→ SOURCE DOCUMENT
============================================================
Malawi

“You will not enter without visa! Go back from where you came or go to get the documentation to Maputo”, the customs officer told me, seriously. I was in the Malawi – Mozambique border, and the capital city of Mozambique, Maputo, was to 2.000 Km from there. At once I thought: Be kind, please!!”.

Arriving in the frontier Mozambique-Malawi – Km 17,204


You will not enter without visa! Go back from where you came or go to get the documentation to Maputo“, the customs officer told me, seriously. I was in the Malawi . Mozambique border, and the capital city of Mozambique, Maputo, was to 2.000 Km from there. At once I thought: “go back 2000 km. with the bicycle?…¡Be kind, please!!“.

Not understanding what he was yelling at me, I stayed looking at him without knowing what to do, I told him about me, of my trip, but the officer didn’t seem to be interested.

Discouraged and almost beaten, I sat down in a corner near the border crossing. Several minutes passed until this thin man of advanced age came closer and told me: “Come back tomorrow, today is Sunday. We will call to Blantyre, migrations, and if they authorize it you will pay a multiple visa of 110 u$s in the city“.

The price of the visa that I needed didn’t make me happy, but I didn’t seem to have many more alternatives. I returned to Milange, in Mozambique, where some Argentinean missionaries had received me very well.
============================================================
(Extracted data records)
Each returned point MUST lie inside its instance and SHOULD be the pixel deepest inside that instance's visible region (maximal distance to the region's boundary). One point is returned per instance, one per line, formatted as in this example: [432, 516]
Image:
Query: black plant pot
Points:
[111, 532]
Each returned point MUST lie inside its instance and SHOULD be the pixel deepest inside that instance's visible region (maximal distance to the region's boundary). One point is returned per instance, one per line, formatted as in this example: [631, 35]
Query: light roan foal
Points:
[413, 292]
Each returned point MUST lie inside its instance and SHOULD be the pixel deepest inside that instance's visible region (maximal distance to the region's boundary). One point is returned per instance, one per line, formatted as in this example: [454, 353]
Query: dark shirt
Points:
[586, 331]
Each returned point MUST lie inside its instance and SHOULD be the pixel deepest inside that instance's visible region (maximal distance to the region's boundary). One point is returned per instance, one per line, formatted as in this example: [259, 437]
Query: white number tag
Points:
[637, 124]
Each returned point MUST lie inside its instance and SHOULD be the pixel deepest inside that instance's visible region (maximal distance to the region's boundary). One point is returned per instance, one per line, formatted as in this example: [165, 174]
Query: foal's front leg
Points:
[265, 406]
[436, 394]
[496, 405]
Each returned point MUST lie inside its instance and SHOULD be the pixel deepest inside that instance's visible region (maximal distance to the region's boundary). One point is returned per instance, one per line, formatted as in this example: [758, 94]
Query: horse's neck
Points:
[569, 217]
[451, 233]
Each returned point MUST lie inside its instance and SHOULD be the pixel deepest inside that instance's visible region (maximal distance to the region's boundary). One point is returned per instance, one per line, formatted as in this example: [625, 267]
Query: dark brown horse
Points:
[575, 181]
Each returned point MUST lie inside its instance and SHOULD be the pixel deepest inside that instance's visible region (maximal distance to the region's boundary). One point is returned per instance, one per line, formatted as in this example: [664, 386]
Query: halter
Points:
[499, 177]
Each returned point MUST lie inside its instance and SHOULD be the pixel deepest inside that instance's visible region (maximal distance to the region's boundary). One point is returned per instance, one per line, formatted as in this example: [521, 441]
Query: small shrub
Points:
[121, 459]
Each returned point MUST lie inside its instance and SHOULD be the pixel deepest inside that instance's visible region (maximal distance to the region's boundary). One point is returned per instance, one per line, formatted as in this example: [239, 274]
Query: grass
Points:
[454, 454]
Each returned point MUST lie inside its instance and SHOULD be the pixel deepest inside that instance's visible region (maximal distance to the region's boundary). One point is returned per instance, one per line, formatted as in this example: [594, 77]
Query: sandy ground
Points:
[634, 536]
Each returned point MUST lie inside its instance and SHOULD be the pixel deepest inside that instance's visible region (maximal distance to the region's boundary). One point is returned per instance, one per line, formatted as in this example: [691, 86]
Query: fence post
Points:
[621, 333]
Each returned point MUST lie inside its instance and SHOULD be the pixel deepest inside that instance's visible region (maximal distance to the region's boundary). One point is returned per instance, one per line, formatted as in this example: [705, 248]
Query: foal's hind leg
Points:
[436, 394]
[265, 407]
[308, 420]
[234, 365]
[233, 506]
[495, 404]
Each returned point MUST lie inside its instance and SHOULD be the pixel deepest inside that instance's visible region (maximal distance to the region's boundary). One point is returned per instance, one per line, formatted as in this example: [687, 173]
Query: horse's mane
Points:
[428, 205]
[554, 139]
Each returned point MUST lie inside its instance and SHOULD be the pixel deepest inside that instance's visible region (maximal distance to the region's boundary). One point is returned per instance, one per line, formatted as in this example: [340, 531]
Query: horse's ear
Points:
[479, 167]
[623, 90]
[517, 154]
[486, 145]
============================================================
→ AIM
Write out the passage of the border-crossing account from "Not understanding what" to "me very well.". These records were taken from a separate source.

→ WRITTEN REPLY
Not understanding what he was yelling at me, I stayed looking at him without knowing what to do, I told him about me, of my trip, but the officer didn’t seem to be interested.

Discouraged and almost beaten, I sat down in a corner near the border crossing. Several minutes passed until this thin man of advanced age came closer and told me: “Come back tomorrow, today is Sunday. We will call to Blantyre, migrations, and if they authorize it you will pay a multiple visa of 110 u$s in the city“.

The price of the visa that I needed didn’t make me happy, but I didn’t seem to have many more alternatives. I returned to Milange, in Mozambique, where some Argentinean missionaries had received me very well.